#### [WORK INSTRUCTIONS]
State the number of lines in the records beneath that hold the word "necktie", and add nothing.

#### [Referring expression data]
[Start of section]
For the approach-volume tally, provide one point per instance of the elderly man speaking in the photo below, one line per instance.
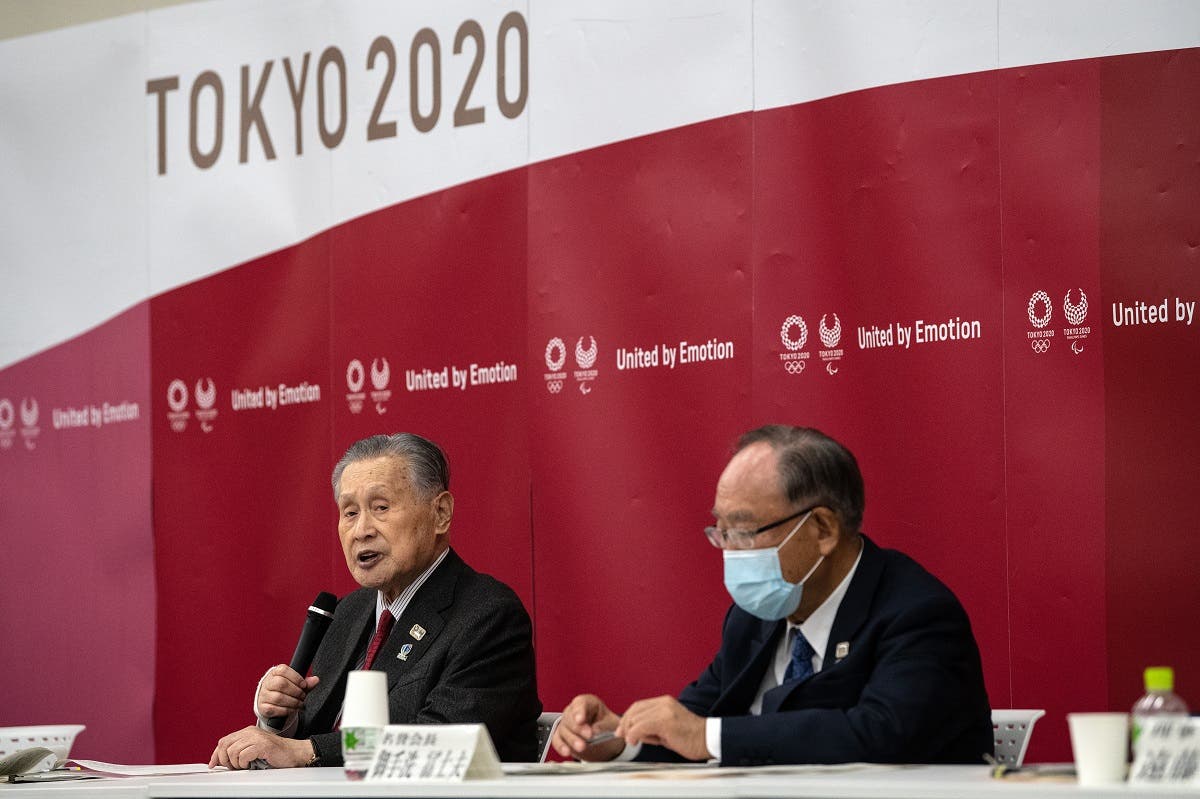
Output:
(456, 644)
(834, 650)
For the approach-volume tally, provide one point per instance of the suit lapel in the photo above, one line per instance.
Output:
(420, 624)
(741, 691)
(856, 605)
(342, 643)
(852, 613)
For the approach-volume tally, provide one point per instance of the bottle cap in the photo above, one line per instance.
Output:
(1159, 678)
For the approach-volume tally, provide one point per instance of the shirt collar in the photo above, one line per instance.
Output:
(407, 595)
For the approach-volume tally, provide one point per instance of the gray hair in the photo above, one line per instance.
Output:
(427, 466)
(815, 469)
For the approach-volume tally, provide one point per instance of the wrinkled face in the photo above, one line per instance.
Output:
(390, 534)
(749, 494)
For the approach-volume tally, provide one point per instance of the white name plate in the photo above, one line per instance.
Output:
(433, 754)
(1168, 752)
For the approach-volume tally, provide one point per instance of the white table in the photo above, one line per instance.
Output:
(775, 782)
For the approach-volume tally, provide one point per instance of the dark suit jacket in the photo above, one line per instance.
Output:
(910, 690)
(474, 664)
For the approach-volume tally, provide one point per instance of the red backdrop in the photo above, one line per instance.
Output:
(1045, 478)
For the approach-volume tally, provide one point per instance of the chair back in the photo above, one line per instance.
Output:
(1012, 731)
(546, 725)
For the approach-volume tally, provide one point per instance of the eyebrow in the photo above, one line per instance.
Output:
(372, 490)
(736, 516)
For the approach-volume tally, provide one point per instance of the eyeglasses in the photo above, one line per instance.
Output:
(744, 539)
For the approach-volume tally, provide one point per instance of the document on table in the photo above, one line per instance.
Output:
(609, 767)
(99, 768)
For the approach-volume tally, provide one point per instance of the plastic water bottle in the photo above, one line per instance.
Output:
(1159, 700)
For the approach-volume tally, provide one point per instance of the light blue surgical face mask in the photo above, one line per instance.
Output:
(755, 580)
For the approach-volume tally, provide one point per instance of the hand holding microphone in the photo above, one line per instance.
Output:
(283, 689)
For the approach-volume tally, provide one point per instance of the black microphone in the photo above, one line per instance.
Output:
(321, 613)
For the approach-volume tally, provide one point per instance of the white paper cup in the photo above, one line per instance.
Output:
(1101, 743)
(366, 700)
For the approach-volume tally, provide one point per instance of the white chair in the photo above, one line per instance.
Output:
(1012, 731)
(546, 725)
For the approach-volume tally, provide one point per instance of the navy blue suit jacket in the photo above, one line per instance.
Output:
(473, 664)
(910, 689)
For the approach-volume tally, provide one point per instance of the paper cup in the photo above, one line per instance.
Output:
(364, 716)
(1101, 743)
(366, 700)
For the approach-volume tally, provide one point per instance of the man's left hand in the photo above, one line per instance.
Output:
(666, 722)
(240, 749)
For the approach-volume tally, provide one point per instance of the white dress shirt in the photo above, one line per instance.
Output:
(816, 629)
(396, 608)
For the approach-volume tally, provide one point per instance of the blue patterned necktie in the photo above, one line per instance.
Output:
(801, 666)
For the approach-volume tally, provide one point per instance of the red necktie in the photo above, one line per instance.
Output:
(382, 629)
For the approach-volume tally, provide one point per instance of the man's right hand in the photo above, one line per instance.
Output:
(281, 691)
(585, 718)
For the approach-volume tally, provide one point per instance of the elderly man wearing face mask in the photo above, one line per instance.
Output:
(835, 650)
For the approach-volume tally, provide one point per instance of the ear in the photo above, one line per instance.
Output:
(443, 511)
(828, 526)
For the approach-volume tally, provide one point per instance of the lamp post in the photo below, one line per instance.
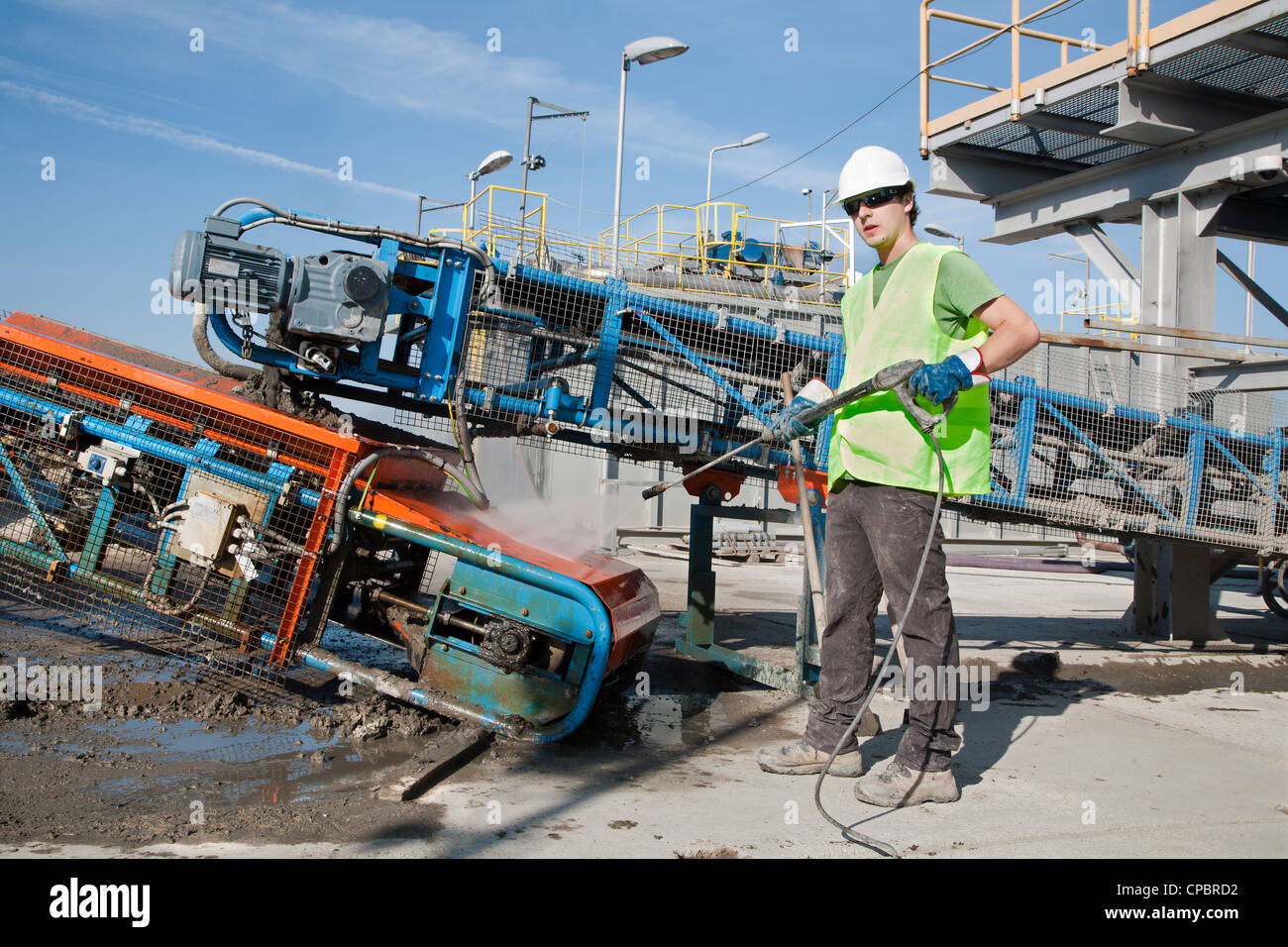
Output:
[End of section]
[Start of section]
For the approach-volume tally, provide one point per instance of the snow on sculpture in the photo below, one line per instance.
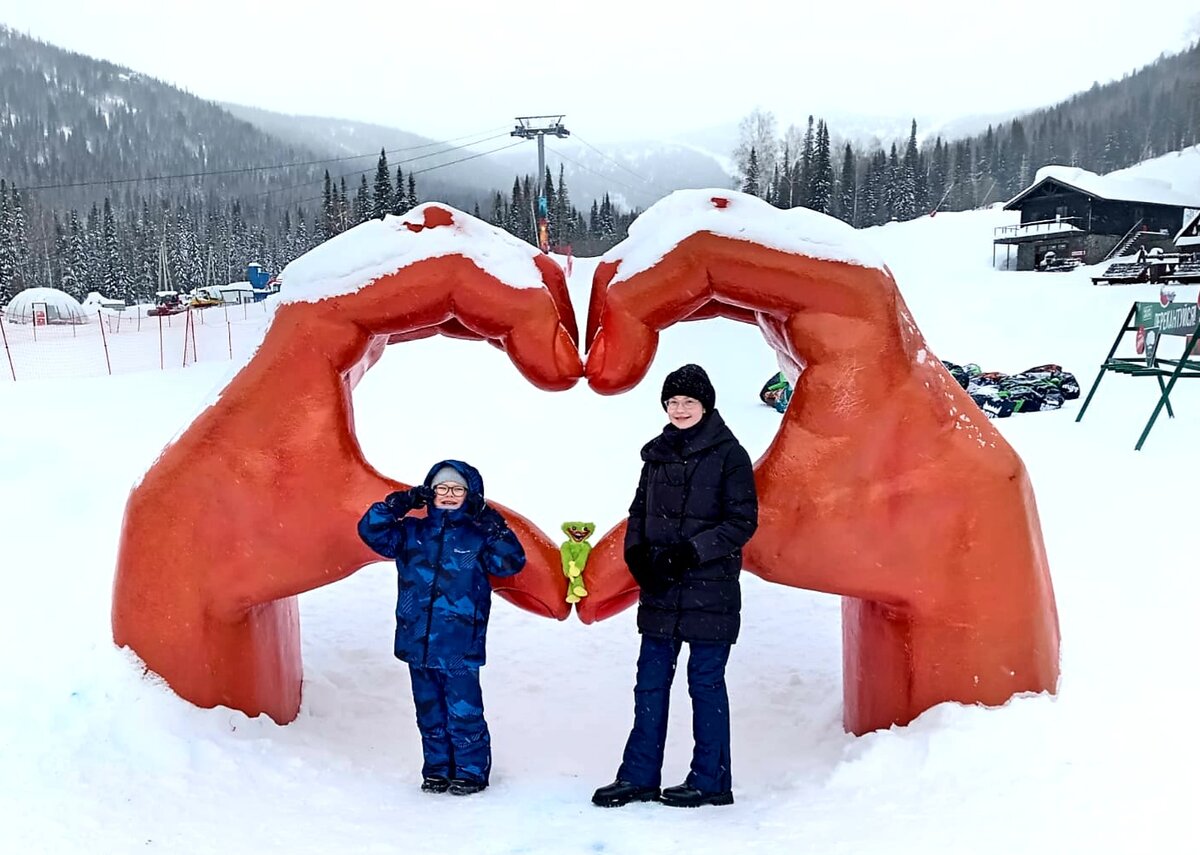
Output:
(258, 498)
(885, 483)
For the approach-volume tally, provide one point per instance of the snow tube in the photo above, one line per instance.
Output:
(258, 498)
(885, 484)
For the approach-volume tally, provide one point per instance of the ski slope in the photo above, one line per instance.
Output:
[End of section]
#### [RESPONSE]
2